**Text section**
CAIRO (AP) — Egyptian prosecutors ordered four policemen to be detained pending an investigation into the death of a young man while in detention, two judicial officials said on Sunday.
Prosecutors also ordered the release of another police officer on bail of 5,000 Egyptian pounds ($310) in the case that touched off a rare burst of street protests last week, the officials said. The four policemen are to be held in custody initially for four days.
The 26-year-old man was arrested earlier this month following clashes stemming from a financial dispute in Cairo’s Moneib district, the Interior Ministry said.
The man was pronounced dead of heart failure at a hospital a day after his arrest, according to the ministry that oversees police. The ministry claimed the man had been wounded in the clashes.
Residents said the young man, identified by the nickname Islam el-Australy, clashed with police after they tried to dismantle his street stall.
The family of the man have accused the police of killing him, according to prosecutors who ordered forensic experts to determine the cause of death after they found abrasions on his body.
The judicial officials said closed-circuit video footage showed the man entered the police station alive before he was taken by ambulance to a nearby hospital the next day. Both officials spoke on condition of anonymity because they were not authorized to brief the media.
Following the young man’s death, dozens of people protested outside the local police station until security forces dispersed them and sealed off the area. The protest was a rare outburst of public anger in Egypt, which has banned all unauthorized protests since 2013 as part of a sweeping crackdown on dissent.
An Egyptian journalist who reported on the “repercussions” of the man's death was arrested last week and ordered detained for 15 days on charges of broadcasting fake news, his employer said.
Anger at widespread police brutality and the alleged beating to death of a young man by police helped spark the 2011 uprising that toppled longtime autocrat Hosni Mubarak. Rights groups say mistreatment and torture are still widespread in Egyptian prisons, allegations denied by the government.

**Entries provided**
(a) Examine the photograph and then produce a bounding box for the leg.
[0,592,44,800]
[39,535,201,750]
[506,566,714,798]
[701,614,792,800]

**Complete the following**
1. List every action that the news report says the prosecutors ordered.
2. Reproduce the news report between "Prosecutors also ordered" and "Interior Ministry said.", inclusive.
Answer from the news report alone, without drawing on the records.

**Activity answers**
1.
- The detention of four policemen pending an investigation into the young man's death, initially for four days
- The release of another police officer on bail of 5,000 Egyptian pounds ($310)
- A determination of the cause of death by forensic experts

2.
Prosecutors also ordered the release of another police officer on bail of 5,000 Egyptian pounds ($310) in the case that touched off a rare burst of street protests last week, the officials said. The four policemen are to be held in custody initially for four days.
The 26-year-old man was arrested earlier this month following clashes stemming from a financial dispute in Cairo’s Moneib district, the Interior Ministry said.